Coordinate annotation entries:

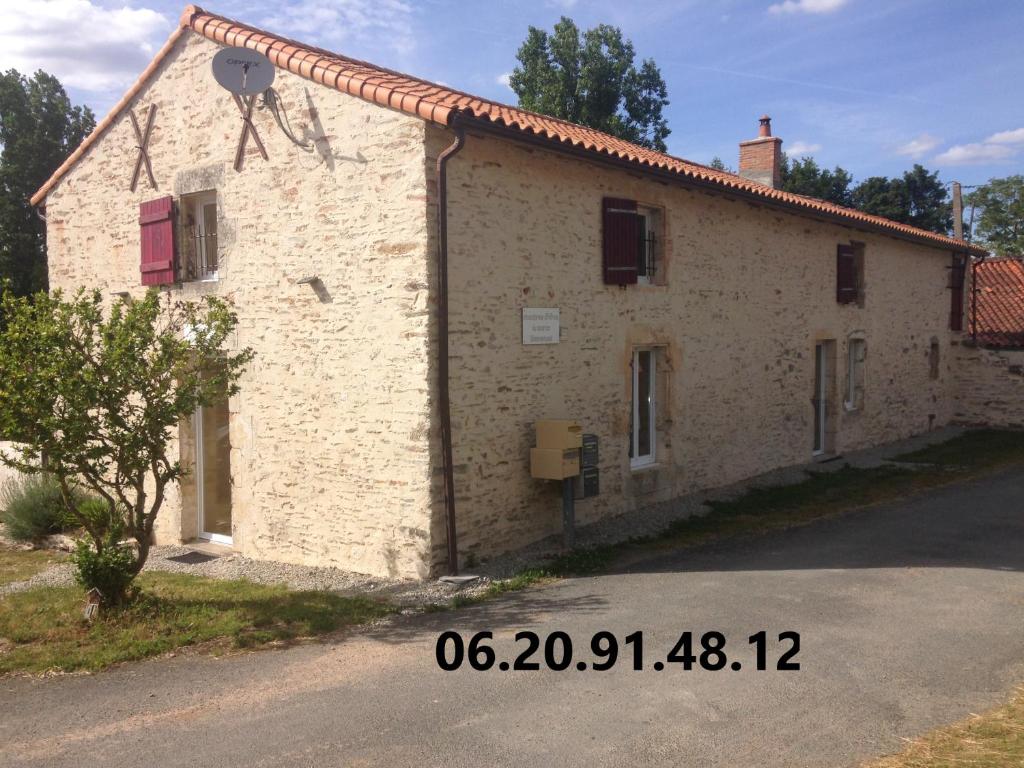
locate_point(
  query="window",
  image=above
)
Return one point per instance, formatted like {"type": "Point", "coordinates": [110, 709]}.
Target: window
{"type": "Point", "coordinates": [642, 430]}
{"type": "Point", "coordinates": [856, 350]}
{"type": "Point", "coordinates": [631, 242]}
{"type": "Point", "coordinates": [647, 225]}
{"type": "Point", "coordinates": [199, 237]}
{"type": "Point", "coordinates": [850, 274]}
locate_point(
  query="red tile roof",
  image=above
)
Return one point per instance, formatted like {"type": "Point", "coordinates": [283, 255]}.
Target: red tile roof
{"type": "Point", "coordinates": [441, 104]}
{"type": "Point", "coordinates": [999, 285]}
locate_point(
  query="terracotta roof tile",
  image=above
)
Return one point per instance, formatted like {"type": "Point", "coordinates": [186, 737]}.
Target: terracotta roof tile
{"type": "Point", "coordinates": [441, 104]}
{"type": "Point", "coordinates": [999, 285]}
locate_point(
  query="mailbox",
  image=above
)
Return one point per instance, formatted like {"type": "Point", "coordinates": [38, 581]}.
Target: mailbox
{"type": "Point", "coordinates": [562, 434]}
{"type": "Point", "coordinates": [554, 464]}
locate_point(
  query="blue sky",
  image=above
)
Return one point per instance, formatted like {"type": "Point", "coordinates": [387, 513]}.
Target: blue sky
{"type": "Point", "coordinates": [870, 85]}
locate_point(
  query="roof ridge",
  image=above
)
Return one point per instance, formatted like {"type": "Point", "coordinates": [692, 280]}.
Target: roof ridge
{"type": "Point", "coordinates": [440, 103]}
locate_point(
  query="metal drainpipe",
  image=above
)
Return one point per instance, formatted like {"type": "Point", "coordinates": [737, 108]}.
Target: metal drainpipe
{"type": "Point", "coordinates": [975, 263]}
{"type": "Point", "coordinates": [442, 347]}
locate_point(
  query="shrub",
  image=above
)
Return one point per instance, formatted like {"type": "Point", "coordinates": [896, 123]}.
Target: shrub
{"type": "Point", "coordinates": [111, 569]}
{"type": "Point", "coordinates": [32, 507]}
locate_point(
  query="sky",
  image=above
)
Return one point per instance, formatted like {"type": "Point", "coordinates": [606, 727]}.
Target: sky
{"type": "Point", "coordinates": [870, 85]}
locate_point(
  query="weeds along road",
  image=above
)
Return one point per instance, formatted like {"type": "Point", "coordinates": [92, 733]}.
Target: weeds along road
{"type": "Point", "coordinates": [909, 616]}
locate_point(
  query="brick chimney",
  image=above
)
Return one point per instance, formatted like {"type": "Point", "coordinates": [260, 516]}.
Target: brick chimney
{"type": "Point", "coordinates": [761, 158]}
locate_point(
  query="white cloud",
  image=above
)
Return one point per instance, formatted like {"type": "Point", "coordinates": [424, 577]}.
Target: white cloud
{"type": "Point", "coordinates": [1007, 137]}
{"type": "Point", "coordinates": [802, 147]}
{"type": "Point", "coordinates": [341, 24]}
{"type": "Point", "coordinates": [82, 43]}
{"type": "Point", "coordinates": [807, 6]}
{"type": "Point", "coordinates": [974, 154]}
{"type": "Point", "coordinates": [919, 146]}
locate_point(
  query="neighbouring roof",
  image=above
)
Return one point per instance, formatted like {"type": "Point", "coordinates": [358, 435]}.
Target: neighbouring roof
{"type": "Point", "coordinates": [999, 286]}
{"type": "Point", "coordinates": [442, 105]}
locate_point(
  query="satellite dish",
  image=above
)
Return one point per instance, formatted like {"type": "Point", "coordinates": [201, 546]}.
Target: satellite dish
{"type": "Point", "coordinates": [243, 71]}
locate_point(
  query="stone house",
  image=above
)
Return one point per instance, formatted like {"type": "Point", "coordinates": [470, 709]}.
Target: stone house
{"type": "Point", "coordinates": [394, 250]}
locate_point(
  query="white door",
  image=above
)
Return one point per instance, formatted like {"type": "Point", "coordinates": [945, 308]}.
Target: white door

---

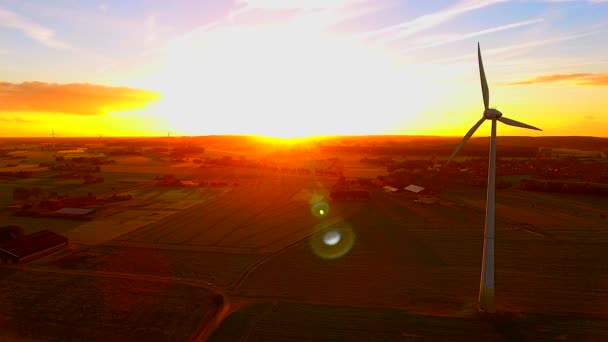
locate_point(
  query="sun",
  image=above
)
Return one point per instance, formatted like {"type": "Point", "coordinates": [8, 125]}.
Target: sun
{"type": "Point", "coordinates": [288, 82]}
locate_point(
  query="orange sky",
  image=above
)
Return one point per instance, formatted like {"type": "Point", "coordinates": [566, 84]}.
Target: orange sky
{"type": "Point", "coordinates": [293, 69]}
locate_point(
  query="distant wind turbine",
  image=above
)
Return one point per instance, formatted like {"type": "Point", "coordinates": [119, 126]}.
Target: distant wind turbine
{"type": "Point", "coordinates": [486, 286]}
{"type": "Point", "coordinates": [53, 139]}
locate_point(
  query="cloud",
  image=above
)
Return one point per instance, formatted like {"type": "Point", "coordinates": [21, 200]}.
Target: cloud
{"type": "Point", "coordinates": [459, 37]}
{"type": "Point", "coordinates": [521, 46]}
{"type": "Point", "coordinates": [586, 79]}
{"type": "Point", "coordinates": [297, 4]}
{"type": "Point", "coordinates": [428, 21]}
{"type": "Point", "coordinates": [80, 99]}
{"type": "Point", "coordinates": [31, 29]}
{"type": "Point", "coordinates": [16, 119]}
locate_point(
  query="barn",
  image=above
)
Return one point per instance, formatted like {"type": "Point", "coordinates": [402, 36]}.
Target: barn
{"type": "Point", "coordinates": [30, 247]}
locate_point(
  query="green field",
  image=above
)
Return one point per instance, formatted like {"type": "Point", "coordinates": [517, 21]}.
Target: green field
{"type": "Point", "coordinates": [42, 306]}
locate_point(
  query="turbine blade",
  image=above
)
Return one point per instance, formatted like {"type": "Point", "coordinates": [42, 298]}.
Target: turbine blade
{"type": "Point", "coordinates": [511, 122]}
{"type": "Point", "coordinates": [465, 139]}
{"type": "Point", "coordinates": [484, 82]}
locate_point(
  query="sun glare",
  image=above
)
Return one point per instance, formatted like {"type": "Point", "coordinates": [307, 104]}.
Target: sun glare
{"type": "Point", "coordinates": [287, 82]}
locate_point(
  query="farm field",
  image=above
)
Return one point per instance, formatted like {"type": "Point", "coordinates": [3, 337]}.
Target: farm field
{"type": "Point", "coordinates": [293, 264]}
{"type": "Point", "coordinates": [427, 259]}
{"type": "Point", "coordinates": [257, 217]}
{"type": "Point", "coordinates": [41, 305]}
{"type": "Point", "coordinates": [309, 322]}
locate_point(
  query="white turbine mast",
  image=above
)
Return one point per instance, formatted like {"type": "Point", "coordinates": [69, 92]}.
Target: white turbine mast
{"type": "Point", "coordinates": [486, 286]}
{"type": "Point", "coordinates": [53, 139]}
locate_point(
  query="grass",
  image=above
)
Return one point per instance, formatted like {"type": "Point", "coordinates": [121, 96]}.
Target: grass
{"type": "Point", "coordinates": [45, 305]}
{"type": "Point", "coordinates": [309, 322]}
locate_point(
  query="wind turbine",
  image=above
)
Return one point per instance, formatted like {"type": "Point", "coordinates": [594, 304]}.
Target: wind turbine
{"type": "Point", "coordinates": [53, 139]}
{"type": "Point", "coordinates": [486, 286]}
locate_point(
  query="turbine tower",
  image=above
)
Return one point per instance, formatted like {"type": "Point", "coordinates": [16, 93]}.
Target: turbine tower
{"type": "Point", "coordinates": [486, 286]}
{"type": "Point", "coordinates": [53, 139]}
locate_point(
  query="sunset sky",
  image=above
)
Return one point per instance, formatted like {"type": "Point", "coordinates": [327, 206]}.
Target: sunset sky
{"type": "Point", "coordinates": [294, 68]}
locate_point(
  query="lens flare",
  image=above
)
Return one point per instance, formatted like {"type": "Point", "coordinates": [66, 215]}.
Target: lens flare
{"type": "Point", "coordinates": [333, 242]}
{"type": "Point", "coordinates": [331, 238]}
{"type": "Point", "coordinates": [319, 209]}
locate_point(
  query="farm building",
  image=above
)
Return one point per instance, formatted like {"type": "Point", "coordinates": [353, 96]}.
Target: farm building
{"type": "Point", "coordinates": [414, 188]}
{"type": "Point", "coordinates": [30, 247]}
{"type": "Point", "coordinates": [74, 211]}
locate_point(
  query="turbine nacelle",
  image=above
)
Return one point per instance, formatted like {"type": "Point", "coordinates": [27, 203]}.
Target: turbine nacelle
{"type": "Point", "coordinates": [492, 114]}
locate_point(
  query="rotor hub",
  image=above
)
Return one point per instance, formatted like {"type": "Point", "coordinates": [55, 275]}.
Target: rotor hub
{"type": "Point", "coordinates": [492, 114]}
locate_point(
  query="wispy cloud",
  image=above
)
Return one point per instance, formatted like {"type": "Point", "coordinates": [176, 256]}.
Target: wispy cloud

--

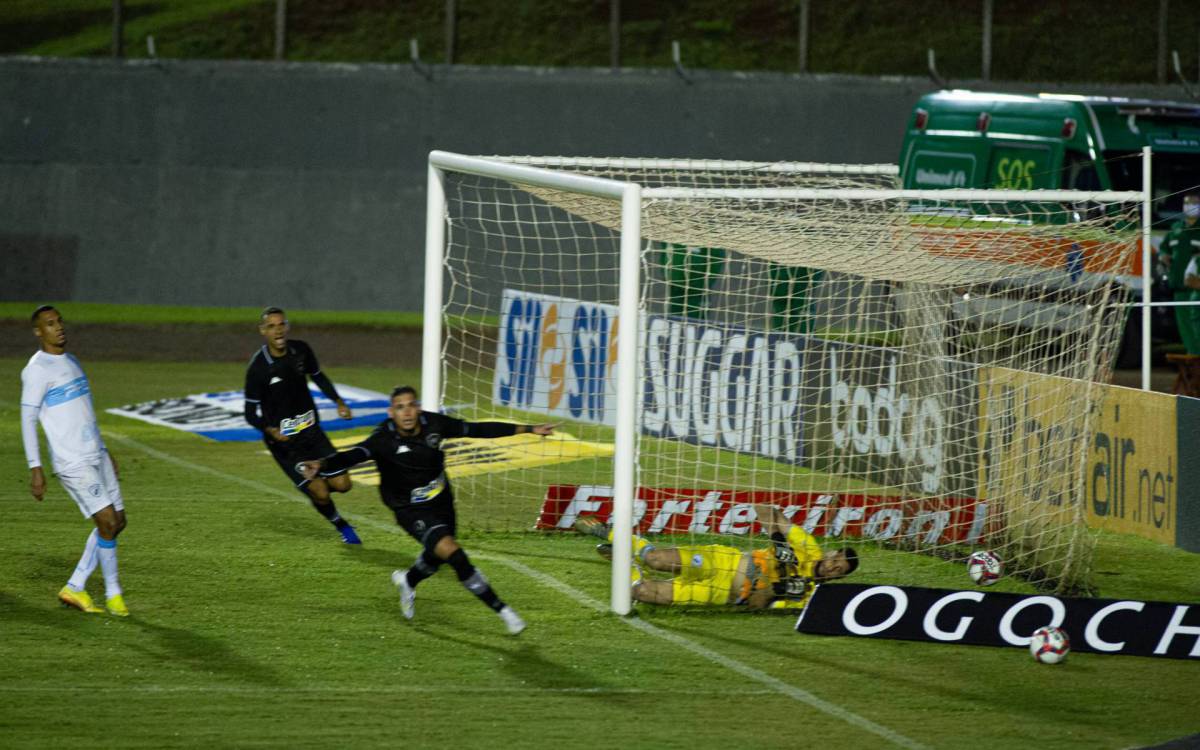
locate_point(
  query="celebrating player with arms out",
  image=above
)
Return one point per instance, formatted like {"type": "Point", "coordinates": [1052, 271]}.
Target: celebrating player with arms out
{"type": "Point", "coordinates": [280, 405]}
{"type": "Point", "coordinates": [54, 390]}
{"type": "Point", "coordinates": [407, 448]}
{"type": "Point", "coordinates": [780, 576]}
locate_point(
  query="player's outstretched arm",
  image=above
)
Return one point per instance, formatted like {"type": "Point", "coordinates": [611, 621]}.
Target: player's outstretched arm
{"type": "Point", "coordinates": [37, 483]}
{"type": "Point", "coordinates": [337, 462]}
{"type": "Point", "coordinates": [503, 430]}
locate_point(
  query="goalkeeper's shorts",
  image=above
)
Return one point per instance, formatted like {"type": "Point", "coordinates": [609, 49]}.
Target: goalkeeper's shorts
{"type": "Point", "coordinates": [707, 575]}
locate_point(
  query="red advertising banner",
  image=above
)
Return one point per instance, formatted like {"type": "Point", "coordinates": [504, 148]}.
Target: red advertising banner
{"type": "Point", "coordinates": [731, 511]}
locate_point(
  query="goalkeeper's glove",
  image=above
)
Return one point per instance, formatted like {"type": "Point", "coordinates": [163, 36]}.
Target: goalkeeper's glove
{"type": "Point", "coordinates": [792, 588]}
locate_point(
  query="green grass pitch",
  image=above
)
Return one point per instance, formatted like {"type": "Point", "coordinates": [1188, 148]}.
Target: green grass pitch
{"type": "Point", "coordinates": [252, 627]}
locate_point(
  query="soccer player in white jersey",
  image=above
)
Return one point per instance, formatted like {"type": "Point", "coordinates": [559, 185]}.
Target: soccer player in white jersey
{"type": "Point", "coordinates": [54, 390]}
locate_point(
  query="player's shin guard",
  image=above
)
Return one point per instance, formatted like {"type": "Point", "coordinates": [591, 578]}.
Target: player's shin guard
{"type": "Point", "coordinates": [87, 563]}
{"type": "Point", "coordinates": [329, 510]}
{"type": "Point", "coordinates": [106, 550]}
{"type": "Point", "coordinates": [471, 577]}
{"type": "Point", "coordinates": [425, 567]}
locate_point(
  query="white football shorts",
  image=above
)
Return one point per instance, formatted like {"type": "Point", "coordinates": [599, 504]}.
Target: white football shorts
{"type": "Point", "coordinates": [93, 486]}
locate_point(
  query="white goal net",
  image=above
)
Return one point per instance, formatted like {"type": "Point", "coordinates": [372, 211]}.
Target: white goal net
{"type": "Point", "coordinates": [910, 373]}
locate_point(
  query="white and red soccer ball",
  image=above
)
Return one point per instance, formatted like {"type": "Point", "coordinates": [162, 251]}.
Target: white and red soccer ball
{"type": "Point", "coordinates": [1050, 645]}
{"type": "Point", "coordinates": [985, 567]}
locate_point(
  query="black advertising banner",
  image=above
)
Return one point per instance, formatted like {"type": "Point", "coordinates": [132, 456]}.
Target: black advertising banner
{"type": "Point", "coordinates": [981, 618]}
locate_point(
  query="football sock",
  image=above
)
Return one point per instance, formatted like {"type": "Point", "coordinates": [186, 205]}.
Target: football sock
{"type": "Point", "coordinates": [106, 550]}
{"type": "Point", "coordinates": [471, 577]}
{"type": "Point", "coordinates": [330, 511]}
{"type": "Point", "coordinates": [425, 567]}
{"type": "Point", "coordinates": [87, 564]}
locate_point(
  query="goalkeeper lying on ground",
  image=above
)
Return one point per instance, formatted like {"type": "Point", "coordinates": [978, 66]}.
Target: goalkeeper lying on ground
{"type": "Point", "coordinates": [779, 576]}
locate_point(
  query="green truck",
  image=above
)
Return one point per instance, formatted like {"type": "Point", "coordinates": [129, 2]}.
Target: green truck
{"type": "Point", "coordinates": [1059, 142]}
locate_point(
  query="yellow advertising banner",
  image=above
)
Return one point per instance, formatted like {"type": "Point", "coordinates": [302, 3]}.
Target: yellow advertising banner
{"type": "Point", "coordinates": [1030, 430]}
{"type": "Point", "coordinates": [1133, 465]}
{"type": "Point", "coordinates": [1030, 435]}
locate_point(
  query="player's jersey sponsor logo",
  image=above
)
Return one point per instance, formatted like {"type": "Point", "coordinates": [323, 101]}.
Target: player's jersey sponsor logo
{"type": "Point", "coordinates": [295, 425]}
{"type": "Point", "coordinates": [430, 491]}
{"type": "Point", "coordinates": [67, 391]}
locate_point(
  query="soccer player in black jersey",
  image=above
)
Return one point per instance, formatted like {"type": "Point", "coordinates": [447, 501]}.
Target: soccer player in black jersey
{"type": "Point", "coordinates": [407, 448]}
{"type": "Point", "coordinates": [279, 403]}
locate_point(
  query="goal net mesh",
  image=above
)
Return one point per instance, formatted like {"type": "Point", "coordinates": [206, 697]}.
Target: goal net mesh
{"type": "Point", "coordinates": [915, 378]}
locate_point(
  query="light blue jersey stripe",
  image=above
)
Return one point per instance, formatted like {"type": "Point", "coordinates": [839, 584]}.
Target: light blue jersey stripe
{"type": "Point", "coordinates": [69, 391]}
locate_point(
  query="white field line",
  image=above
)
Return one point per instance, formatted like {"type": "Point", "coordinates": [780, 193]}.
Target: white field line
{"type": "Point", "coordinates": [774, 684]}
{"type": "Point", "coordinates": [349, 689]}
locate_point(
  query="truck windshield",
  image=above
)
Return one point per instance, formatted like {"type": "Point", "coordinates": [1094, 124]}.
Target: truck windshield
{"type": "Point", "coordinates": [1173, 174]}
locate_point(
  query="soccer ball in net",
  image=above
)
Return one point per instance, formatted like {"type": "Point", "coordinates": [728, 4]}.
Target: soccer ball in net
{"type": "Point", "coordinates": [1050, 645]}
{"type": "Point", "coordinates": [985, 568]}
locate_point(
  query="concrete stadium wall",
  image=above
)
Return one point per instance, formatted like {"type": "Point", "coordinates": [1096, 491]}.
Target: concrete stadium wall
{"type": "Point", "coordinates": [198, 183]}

Problem description: Gather every line above that contains the string "stadium", and copy each one in full.

Finished exercise:
  query="concrete stadium wall",
Target: concrete stadium wall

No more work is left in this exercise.